TEXTE SOURCE =>
Mais notre intérêt est monopolisé par le Château Lafite 1900 au parfum d’un charme redoutable fait de fruits rouges et de velours. En bouche, c’est la perfection absolue d’un très grand bordeaux, éternel car il n’a pas d’âge, avec une mâche truffée et de velours. Il est long, plein, équilibré et d’un charme intense. C’est le septième Lafite 1900 que je bois d’un lot où tous les vins se sont montrés parfaits.

Avec mon fils, nous repensons aux deux bordeaux inconnus que nous avions goûtés il y a un mois. L’un des deux nous avait impressionnés par sa richesse préphylloxérique. Penser que ce vin inconnu peut être placé au-dessus d’un Lafite 1900, car c’est ce que nous pensons tous les deux, montre que le vin inconnu devait être d’une immense lignée, de l’un des dix plus grands bordeaux sans doute.

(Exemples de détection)
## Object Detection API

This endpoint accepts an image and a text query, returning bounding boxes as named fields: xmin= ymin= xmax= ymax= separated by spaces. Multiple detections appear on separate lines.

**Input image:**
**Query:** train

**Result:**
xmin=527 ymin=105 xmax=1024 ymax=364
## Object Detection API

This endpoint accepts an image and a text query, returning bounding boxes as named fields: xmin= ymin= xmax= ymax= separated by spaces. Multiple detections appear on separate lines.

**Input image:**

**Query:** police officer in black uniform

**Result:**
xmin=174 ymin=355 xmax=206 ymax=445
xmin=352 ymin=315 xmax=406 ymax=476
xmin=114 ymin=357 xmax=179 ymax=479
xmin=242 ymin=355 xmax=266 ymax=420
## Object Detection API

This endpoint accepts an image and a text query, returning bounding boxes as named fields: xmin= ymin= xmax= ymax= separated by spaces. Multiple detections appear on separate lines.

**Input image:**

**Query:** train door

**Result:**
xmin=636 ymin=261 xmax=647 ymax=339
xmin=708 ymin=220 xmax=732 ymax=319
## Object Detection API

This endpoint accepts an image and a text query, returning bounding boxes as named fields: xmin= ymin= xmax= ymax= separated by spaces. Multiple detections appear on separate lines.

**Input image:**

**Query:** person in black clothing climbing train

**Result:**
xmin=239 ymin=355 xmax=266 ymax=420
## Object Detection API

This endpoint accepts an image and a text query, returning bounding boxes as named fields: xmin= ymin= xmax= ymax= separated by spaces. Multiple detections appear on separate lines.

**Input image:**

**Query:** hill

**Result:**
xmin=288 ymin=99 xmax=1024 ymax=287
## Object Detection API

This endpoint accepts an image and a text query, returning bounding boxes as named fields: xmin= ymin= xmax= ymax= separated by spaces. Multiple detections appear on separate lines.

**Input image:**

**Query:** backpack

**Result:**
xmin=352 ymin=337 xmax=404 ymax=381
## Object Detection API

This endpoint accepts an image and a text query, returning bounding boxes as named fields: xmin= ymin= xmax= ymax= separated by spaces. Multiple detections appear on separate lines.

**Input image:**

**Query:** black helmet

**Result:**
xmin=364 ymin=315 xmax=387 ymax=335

CONSIGNE => Résumez le texte source en deux phrases.

CORRIGÉ => Le Château Lafite 1900, septième bouteille bue d'un lot où tous les vins se sont montrés parfaits, est décrit comme un très grand bordeaux au parfum de fruits rouges et de velours, long, plein, équilibré et d'un charme intense. Pourtant, la personne qui écrit et son fils placent au-dessus de lui l'un des deux bordeaux inconnus goûtés un mois plus tôt, ce qui montre selon eux qu'il devait appartenir aux dix plus grands bordeaux.